**Parts of the exercise**
a) In the note on Common Table Expressions, retype everything from "This note is" down to "- pretty neat!".
b) According to the note on Common Table Expressions, for how long does a CTE exist?

─── Text segment ───

Common Table Expressions (CTEs)
This note is complete, reviewed, and considered stable.
A Common Table Expression (CTE) is a temporary named result set that exists only during the execution of a single SQL statement. CTEs improve query readability, allow for recursive queries, and can simplify complex queries that would otherwise require nested subqueries or derived tables. They're one of our favorite tools for making SQL more readable!
Basic Syntax
WITH cte_name AS (
SELECT column1, column2
FROM table_name
WHERE condition
)
SELECT *
FROM cte_name
WHERE another_condition;
Explanation:
WITHintroduces the CTE.cte_nameis the temporary name for the result set.- The CTE can then be referenced in the main
SELECTquery as if it were a table - pretty neat!

─── Provided information ───

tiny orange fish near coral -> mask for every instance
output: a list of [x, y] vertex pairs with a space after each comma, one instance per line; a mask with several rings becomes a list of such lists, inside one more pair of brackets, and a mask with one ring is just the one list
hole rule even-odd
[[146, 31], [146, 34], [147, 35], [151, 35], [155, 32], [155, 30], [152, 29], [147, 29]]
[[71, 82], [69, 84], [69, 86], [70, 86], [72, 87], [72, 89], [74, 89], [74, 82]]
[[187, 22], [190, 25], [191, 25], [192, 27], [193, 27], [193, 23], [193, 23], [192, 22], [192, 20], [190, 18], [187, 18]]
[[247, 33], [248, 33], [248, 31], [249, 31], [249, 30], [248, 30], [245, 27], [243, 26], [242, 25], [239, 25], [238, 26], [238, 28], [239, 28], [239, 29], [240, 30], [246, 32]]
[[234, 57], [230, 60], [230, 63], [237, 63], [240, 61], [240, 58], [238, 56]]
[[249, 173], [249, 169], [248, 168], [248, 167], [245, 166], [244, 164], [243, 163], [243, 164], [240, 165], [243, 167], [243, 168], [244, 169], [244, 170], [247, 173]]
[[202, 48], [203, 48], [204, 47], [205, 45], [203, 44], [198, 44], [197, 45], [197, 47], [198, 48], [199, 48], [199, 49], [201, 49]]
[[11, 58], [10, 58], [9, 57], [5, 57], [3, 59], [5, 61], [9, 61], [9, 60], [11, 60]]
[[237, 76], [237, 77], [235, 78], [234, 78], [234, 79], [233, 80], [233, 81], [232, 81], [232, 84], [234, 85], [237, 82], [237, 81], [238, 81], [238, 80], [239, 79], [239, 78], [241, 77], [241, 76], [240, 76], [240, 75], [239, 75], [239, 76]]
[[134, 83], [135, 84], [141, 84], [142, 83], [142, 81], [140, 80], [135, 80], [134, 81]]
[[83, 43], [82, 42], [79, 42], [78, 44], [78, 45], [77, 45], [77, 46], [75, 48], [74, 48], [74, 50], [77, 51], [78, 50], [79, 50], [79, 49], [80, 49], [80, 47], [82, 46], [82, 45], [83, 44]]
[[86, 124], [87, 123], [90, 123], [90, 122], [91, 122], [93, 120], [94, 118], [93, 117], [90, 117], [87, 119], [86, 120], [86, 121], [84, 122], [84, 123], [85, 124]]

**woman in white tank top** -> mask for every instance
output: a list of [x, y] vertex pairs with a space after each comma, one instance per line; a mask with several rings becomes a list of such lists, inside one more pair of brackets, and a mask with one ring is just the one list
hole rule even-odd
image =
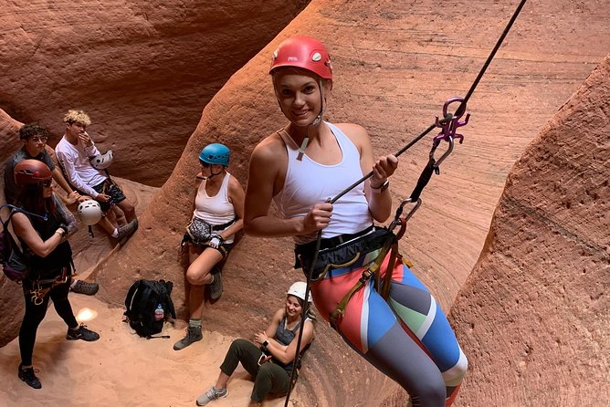
[[196, 177], [197, 193], [191, 222], [201, 220], [208, 224], [211, 235], [205, 241], [194, 241], [188, 234], [184, 235], [189, 259], [186, 281], [191, 286], [188, 297], [190, 318], [186, 336], [174, 345], [174, 350], [202, 339], [201, 317], [205, 286], [210, 287], [211, 299], [220, 297], [220, 272], [213, 273], [213, 270], [226, 257], [235, 234], [243, 226], [244, 189], [226, 172], [229, 155], [229, 149], [220, 143], [205, 146], [199, 154], [201, 172]]
[[[321, 248], [343, 252], [333, 259], [336, 266], [321, 265], [325, 272], [311, 284], [321, 317], [330, 320], [347, 297], [343, 312], [333, 318], [333, 328], [343, 340], [407, 391], [414, 407], [450, 406], [468, 362], [429, 290], [402, 262], [392, 265], [394, 273], [384, 282], [390, 285], [387, 300], [373, 278], [355, 286], [379, 250], [353, 255], [349, 247], [353, 247], [355, 237], [363, 236], [356, 239], [362, 242], [377, 235], [379, 231], [368, 235], [373, 222], [383, 223], [390, 216], [388, 178], [398, 160], [385, 155], [374, 161], [363, 127], [322, 120], [332, 71], [321, 43], [307, 37], [285, 40], [273, 55], [269, 74], [289, 124], [252, 152], [246, 233], [293, 236], [299, 260], [307, 264], [305, 260], [313, 256], [308, 244], [321, 230]], [[333, 204], [328, 203], [371, 170], [373, 175], [364, 183]], [[279, 217], [269, 214], [271, 201]], [[418, 340], [414, 339], [415, 333]]]

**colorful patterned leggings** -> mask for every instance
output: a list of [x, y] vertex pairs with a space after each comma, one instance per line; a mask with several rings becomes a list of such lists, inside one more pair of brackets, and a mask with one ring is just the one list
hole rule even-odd
[[[388, 257], [382, 270], [386, 270]], [[329, 320], [364, 269], [363, 266], [331, 268], [311, 285], [314, 303], [324, 319]], [[468, 360], [442, 309], [400, 260], [394, 267], [388, 301], [377, 291], [371, 279], [354, 293], [338, 323], [339, 333], [372, 365], [398, 382], [411, 396], [413, 406], [450, 406]]]

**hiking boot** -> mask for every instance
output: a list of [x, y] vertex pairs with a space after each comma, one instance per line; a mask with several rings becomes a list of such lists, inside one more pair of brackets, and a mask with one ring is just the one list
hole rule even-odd
[[17, 371], [17, 376], [19, 376], [19, 379], [24, 381], [29, 387], [33, 387], [34, 389], [42, 388], [40, 381], [37, 377], [36, 377], [36, 374], [34, 374], [34, 368], [23, 369], [22, 366], [23, 365], [19, 363], [19, 370]]
[[174, 350], [184, 350], [193, 342], [201, 340], [204, 335], [201, 333], [201, 327], [188, 327], [186, 336], [174, 344]]
[[129, 224], [121, 224], [117, 229], [117, 240], [122, 245], [133, 233], [138, 230], [138, 220], [133, 219]]
[[214, 281], [208, 287], [210, 287], [210, 298], [216, 300], [223, 295], [223, 281], [220, 279], [222, 273], [213, 274]]
[[216, 387], [212, 386], [212, 389], [205, 391], [204, 394], [197, 397], [197, 405], [205, 405], [210, 402], [215, 400], [222, 399], [226, 397], [228, 391], [225, 388], [223, 390], [218, 390]]
[[72, 330], [69, 328], [68, 329], [68, 333], [66, 334], [66, 339], [68, 340], [77, 340], [83, 339], [86, 342], [93, 342], [100, 339], [100, 335], [97, 332], [93, 332], [90, 329], [88, 329], [87, 325], [80, 324], [77, 330]]
[[94, 296], [100, 289], [100, 286], [98, 286], [98, 283], [88, 283], [87, 281], [77, 280], [74, 287], [71, 287], [70, 289], [75, 293]]

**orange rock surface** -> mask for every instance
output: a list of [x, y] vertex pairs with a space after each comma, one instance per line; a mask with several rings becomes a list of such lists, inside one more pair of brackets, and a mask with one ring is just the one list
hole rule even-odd
[[3, 2], [0, 108], [47, 126], [52, 145], [82, 109], [114, 174], [160, 186], [204, 106], [305, 4]]
[[[597, 395], [608, 371], [609, 245], [603, 212], [608, 132], [574, 142], [581, 129], [607, 129], [607, 102], [595, 99], [608, 99], [607, 60], [557, 111], [610, 49], [607, 18], [599, 12], [606, 3], [526, 4], [470, 99], [470, 123], [460, 129], [464, 144], [456, 145], [441, 174], [432, 178], [409, 222], [402, 252], [446, 311], [457, 297], [453, 322], [471, 371], [456, 405], [605, 405]], [[119, 306], [135, 278], [170, 279], [184, 317], [178, 244], [191, 215], [196, 154], [209, 142], [226, 143], [233, 154], [229, 171], [246, 184], [254, 145], [285, 123], [267, 74], [281, 39], [307, 34], [327, 44], [335, 68], [327, 119], [363, 125], [381, 154], [402, 148], [434, 122], [447, 99], [465, 94], [515, 6], [312, 1], [205, 105], [175, 168], [171, 160], [160, 162], [171, 162], [172, 175], [142, 214], [136, 235], [96, 266], [98, 297]], [[118, 98], [107, 96], [107, 105]], [[84, 108], [95, 111], [93, 102]], [[166, 118], [164, 111], [160, 116]], [[410, 194], [430, 146], [431, 136], [401, 156], [391, 187], [395, 202]], [[149, 172], [158, 170], [137, 171], [152, 179]], [[289, 239], [244, 236], [225, 266], [223, 297], [205, 310], [205, 328], [243, 336], [264, 325], [269, 304], [300, 277], [290, 265]], [[319, 327], [300, 381], [302, 393], [311, 395], [306, 405], [405, 405], [402, 389], [362, 362], [329, 328]], [[594, 380], [584, 383], [591, 370]]]

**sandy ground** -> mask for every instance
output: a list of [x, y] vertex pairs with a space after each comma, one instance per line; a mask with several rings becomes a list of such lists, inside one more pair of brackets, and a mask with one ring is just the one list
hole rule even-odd
[[[202, 341], [175, 351], [172, 346], [184, 335], [184, 321], [165, 324], [163, 334], [169, 335], [169, 339], [146, 339], [122, 322], [122, 309], [73, 293], [70, 302], [79, 322], [87, 318], [88, 310], [97, 313], [85, 323], [100, 333], [100, 340], [67, 340], [66, 325], [49, 306], [34, 350], [42, 389], [31, 389], [18, 379], [16, 339], [0, 349], [0, 406], [193, 406], [197, 396], [216, 382], [218, 366], [233, 339], [204, 331]], [[297, 401], [298, 387], [290, 406], [307, 405]], [[252, 381], [241, 365], [228, 389], [226, 398], [211, 405], [247, 405]], [[283, 397], [269, 399], [263, 406], [283, 406], [284, 401]]]

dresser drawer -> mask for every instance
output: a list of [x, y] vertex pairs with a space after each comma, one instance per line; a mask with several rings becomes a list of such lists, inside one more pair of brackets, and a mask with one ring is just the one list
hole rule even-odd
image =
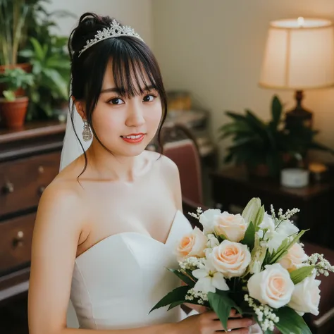
[[0, 164], [0, 216], [37, 206], [59, 172], [61, 152]]
[[30, 261], [36, 214], [0, 223], [0, 273]]

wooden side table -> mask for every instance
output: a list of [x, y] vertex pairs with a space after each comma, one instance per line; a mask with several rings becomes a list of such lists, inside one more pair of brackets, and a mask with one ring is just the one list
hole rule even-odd
[[252, 197], [260, 197], [266, 211], [271, 204], [278, 211], [300, 209], [294, 221], [300, 230], [311, 228], [303, 240], [334, 248], [334, 177], [326, 182], [310, 184], [303, 188], [287, 188], [278, 180], [249, 177], [246, 170], [233, 167], [211, 174], [213, 199], [222, 210], [232, 204], [245, 207]]

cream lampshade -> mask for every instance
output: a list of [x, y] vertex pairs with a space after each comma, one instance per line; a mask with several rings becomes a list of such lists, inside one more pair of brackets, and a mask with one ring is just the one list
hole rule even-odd
[[287, 19], [270, 23], [259, 85], [296, 91], [296, 108], [287, 125], [311, 126], [312, 114], [302, 106], [303, 90], [334, 85], [334, 27], [328, 20]]

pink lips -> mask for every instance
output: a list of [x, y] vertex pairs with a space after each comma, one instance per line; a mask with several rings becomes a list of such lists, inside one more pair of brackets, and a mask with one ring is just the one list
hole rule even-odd
[[126, 142], [129, 142], [131, 144], [137, 144], [142, 141], [142, 140], [145, 137], [145, 134], [144, 133], [131, 133], [130, 135], [128, 135], [128, 136], [136, 136], [137, 138], [126, 138], [125, 137], [121, 137], [121, 138]]

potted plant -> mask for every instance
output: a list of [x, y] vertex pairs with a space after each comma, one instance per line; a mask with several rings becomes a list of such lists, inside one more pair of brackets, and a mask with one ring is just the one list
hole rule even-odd
[[0, 1], [0, 73], [6, 68], [29, 69], [29, 63], [18, 64], [20, 45], [25, 38], [25, 19], [31, 7], [25, 0]]
[[56, 109], [68, 103], [70, 63], [65, 49], [67, 38], [50, 35], [44, 44], [34, 37], [30, 41], [30, 49], [20, 53], [30, 59], [35, 77], [27, 118], [53, 118]]
[[311, 149], [333, 150], [314, 140], [318, 131], [302, 124], [288, 130], [282, 120], [283, 106], [274, 96], [271, 103], [271, 119], [264, 122], [249, 110], [245, 115], [227, 111], [233, 121], [220, 129], [220, 140], [231, 137], [225, 163], [234, 161], [245, 165], [251, 174], [277, 177], [280, 170], [294, 161], [305, 160]]
[[23, 127], [29, 97], [26, 95], [16, 96], [18, 88], [26, 89], [32, 86], [34, 77], [22, 68], [6, 68], [5, 72], [0, 73], [0, 83], [5, 84], [6, 90], [2, 93], [4, 97], [0, 98], [0, 114], [1, 121], [10, 129], [20, 129]]

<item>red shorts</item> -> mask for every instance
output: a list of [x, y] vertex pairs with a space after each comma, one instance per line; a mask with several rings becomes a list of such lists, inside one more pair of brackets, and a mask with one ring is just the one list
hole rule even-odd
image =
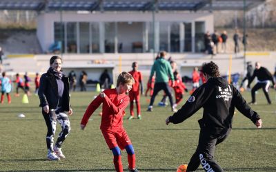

───

**Outputs by task**
a)
This note is complete, reviewed, and considered stable.
A Common Table Expression (CTE) is a temporary named result set that exists only during the execution of a single SQL statement. CTEs improve query readability, allow for recursive queries, and can simplify complex queries that would otherwise require nested subqueries or derived tables. They're one of our favorite tools for making SQL more readable!
Basic Syntax
WITH cte_name AS (
SELECT column1, column2
FROM table_name
WHERE condition
)
SELECT *
FROM cte_name
WHERE another_condition;
Explanation:
WITHintroduces the CTE.cte_nameis the temporary name for the result set.- The CTE can then be referenced in the main
SELECTquery as if it were a table - pretty neat!

b) Only during the execution of a single SQL statement.